=== WHAT TO DO ===
When copying the data, keep every line exactly the same.

[Region pointing data]
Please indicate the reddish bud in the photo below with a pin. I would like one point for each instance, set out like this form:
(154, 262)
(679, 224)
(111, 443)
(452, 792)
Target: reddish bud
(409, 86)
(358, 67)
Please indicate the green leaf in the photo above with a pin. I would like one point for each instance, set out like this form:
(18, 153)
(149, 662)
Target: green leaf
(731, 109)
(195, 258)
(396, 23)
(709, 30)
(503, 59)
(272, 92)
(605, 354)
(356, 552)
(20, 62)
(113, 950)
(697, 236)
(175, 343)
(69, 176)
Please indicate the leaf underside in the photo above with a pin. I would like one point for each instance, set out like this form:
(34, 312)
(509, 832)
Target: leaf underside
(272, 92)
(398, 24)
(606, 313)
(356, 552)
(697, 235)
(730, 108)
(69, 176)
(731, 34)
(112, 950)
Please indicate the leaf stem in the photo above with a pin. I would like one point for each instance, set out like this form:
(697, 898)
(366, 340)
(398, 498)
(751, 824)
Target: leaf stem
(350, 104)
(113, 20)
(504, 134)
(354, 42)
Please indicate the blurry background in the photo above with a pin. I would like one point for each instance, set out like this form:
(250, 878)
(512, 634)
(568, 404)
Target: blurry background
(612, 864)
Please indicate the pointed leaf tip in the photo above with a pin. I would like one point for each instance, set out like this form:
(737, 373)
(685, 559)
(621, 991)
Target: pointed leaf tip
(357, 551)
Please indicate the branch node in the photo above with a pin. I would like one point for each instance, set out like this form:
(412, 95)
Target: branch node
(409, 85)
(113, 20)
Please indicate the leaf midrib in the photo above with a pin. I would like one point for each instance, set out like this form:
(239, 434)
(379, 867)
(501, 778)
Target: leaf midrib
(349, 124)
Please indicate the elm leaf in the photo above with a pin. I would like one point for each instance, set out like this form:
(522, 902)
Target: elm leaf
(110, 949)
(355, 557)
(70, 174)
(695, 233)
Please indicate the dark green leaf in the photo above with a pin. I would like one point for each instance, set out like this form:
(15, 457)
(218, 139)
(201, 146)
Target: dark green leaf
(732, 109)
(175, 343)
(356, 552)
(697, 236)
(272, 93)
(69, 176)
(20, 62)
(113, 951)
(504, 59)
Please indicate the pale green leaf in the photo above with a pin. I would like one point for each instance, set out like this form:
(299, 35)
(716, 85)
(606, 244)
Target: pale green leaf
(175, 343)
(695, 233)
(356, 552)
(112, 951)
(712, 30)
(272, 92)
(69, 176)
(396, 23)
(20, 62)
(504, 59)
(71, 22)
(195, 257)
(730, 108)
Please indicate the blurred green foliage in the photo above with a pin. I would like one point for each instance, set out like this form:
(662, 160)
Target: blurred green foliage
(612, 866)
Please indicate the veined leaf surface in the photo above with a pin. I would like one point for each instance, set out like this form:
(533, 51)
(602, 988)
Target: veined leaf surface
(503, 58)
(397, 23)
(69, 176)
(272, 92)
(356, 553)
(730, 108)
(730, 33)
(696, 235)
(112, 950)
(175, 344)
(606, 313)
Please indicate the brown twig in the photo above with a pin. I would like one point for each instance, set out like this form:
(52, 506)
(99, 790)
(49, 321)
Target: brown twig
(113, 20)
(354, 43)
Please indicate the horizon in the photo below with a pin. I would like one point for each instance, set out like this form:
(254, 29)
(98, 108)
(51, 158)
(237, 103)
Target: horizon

=== ANSWER SPACE ===
Please indicate the reddish bud in the photo below with a pin. I would like one point for each instance, set out like this form:
(154, 262)
(679, 224)
(111, 443)
(452, 792)
Target: reddish bud
(409, 86)
(358, 67)
Please indicate the green leaf in the photo above with a pin. I would like one point for each instance, set out like this form:
(18, 153)
(149, 662)
Target: green leaf
(731, 109)
(195, 258)
(396, 23)
(709, 30)
(503, 59)
(272, 92)
(605, 354)
(356, 552)
(20, 62)
(113, 950)
(697, 236)
(175, 343)
(69, 176)
Please indicate the leaf underside in the photo above with a pin. I would like one point for each instance, set out like this form:
(34, 312)
(509, 832)
Target: leaf underside
(272, 92)
(398, 24)
(606, 313)
(356, 552)
(697, 235)
(730, 108)
(69, 176)
(731, 34)
(112, 950)
Please indicate the leaf stem in the photo above with a pin. I would like one point for each instance, set out like this form:
(697, 898)
(366, 340)
(398, 498)
(751, 824)
Target: leaf stem
(350, 104)
(113, 20)
(504, 134)
(354, 42)
Please indicate the blurry background in the photo above with a pin. I would like one point for each instance, set out like this form:
(250, 878)
(512, 634)
(568, 404)
Target: blurry background
(612, 864)
Please indicate the pointed leaf tip in the photo above with a pin. I would like one point for each instance, set out like this form:
(737, 373)
(685, 559)
(621, 991)
Target: pointed leaf tip
(357, 551)
Please indicate the branch node in the photo above with a pin. I would like one point for each instance, set out like this form:
(412, 95)
Target: branch node
(409, 85)
(113, 20)
Please indicate the leaf midrib in the photo above with a pin. I would like one point for each instance, set out like this form:
(239, 434)
(379, 867)
(501, 778)
Target: leaf midrib
(349, 124)
Please indicate the elm leaf in the photo above with a pin. I would like one point for each instance, set out like this form:
(522, 902)
Target: elm leaf
(110, 949)
(355, 557)
(70, 174)
(695, 233)
Please indicate the dark green leaf in the photo above with a pin. I would like one point for each instance, set out like this form:
(15, 457)
(218, 139)
(201, 146)
Target: dark green leaf
(732, 109)
(175, 343)
(356, 552)
(697, 236)
(272, 93)
(69, 176)
(20, 62)
(113, 951)
(504, 59)
Please indicate the pale green leaf in the photo above with a pin. I would like one point for each instance, set out like this form:
(299, 35)
(716, 85)
(606, 244)
Target: pale green leaf
(175, 343)
(695, 233)
(356, 552)
(112, 951)
(712, 30)
(272, 92)
(69, 176)
(396, 23)
(20, 62)
(504, 59)
(71, 22)
(195, 257)
(730, 108)
Please indicate the blurred green foliage in the photo above with a pin. I would like one point for each instance, set out like this form:
(662, 160)
Target: blurred green foliage
(612, 866)
Please indicate the veined leaf surface in the photo above with a pin. I would like one point for each instance, set out like this form:
(533, 51)
(602, 988)
Target: veined leaf surface
(503, 58)
(397, 23)
(69, 176)
(272, 92)
(356, 553)
(730, 108)
(730, 33)
(696, 235)
(112, 950)
(175, 344)
(606, 313)
Please indicate the brown twig in the photo above with a pin. I would like one point for each instance, set out like this form:
(52, 506)
(99, 790)
(49, 321)
Target: brown twig
(113, 20)
(354, 43)
Please indicate the horizon in the photo below with a pin. I would like one point for each instance, set out like this form:
(254, 29)
(98, 108)
(51, 158)
(237, 103)
Target: horizon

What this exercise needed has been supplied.